Anything else you’re excited about?
Alsace is known for charcuterie, so there will be housemade sausages: boudin noir, cabbage-and-cheese sausage, truffled liverwurst made with veal liver. It’s also famous for foie gras, of course, which I’ll serve with quince, Gewürztraminer gelée, and country bread.
We’re also experimenting with beet spaghetti made with beet juice, dressed with oysters, horseradish, salmon roe, and topped with black caviar — almost like borscht flavors inside pasta, with the richness of oysters and maybe smoked sturgeon. There’ll be spätzle with caramelized onion coulis, and a saffron pasta with rabbit.
And in the wood fire?
A whole loup de mer, whole chicken, steak, of course, but also squab, duck, pork, maybe lamb. Also, venison, which we cure lightly with gin, salt, fennel seeds, and star anise.
You’ve always been committed to sustainability. How will that be expressed at Saverne?
Sourcing the right products from the right people is essential. It comes down to how farms are run, how animals are treated, and whether the quality is truly there.
We work with a farm in Vermont for butter. Lamb comes from Elysian Fields in Pennsylvania. The chicken is a yellow chicken from Pennsylvania as well. With fish, we go directly to small fishermen.
The hardest part is that many small farms get bought out by larger companies. We find the right partner, it works for a few years, and then they’re sold. That’s an ongoing challenge.
Some of your haute cuisine colleagues have long ago branched out into more casual concepts. You’ve stayed true to fine dining. What made you make the move now?
Well, it’s not that we’re changing our point of view or moving away from fine dining. We’re maintaining the same level of quality. The sourcing and technique remain central.
I’ve wanted to do a woodfire concept for a long time. The difficulty was permits. “Live fuel” regulations are strict, especially in a tower 66 floors up. Wood-fired cooking has become increasingly difficult everywhere, including Europe. We’re losing many small places that were doing wood-fired pizza because of the regulatory burden. But bringing that element of the countryside into the city — the smell of wood fire, the warmth, the glow — it feels very meaningful.

GIVEN RECORDS ->
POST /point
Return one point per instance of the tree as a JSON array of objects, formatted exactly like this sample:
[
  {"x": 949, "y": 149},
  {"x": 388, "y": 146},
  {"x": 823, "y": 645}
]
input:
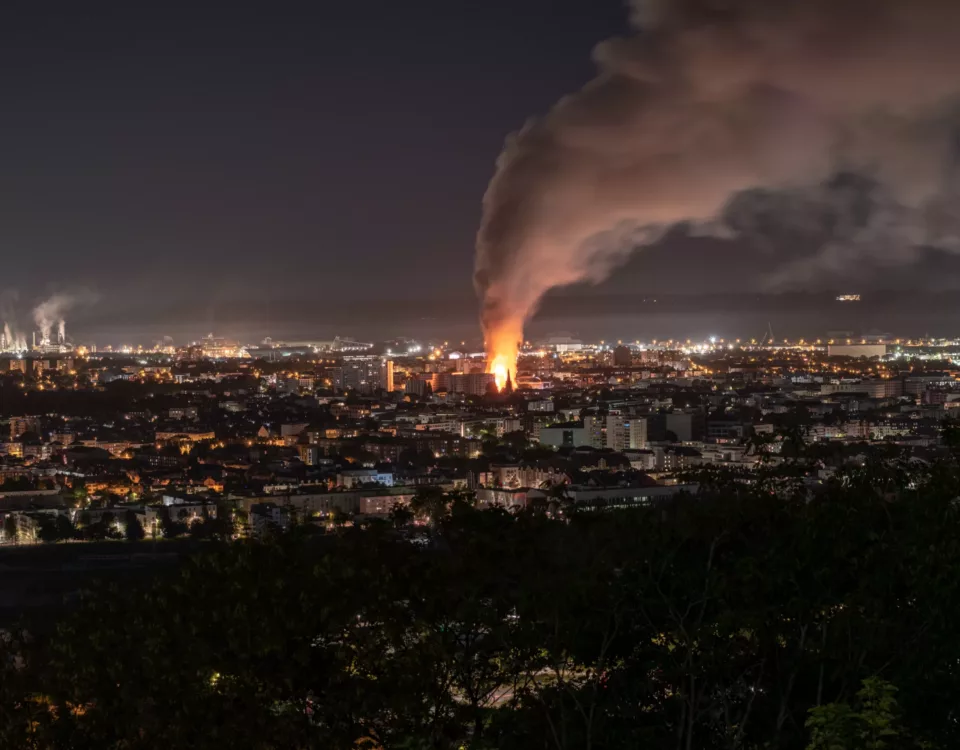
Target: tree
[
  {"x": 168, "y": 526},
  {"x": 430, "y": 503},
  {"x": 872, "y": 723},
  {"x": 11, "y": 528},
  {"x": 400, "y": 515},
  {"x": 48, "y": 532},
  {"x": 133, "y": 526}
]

* * *

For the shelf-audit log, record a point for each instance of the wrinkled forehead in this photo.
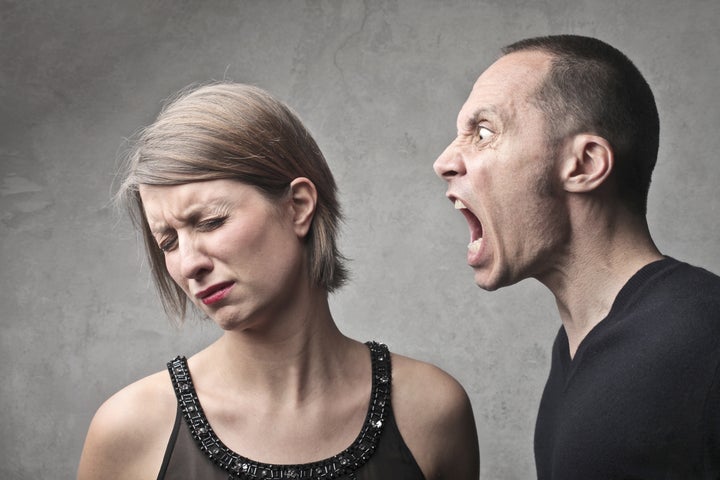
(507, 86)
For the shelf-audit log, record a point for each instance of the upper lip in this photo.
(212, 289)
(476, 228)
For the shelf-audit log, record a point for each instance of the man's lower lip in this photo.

STATED PROBLEM 1 -> From the Saverne interview, extract the passage beginning at the words "You’ve always been" and ending after "an ongoing challenge.".
STATED PROBLEM 2 -> According to the Saverne interview, why did the chef's long-planned woodfire concept prove hard to realize?

OUTPUT 1 ->
You’ve always been committed to sustainability. How will that be expressed at Saverne?
Sourcing the right products from the right people is essential. It comes down to how farms are run, how animals are treated, and whether the quality is truly there.
We work with a farm in Vermont for butter. Lamb comes from Elysian Fields in Pennsylvania. The chicken is a yellow chicken from Pennsylvania as well. With fish, we go directly to small fishermen.
The hardest part is that many small farms get bought out by larger companies. We find the right partner, it works for a few years, and then they’re sold. That’s an ongoing challenge.

OUTPUT 2 -> Getting permits was difficult because "live fuel" regulations are strict. This was especially true for a restaurant in a tower 66 floors up.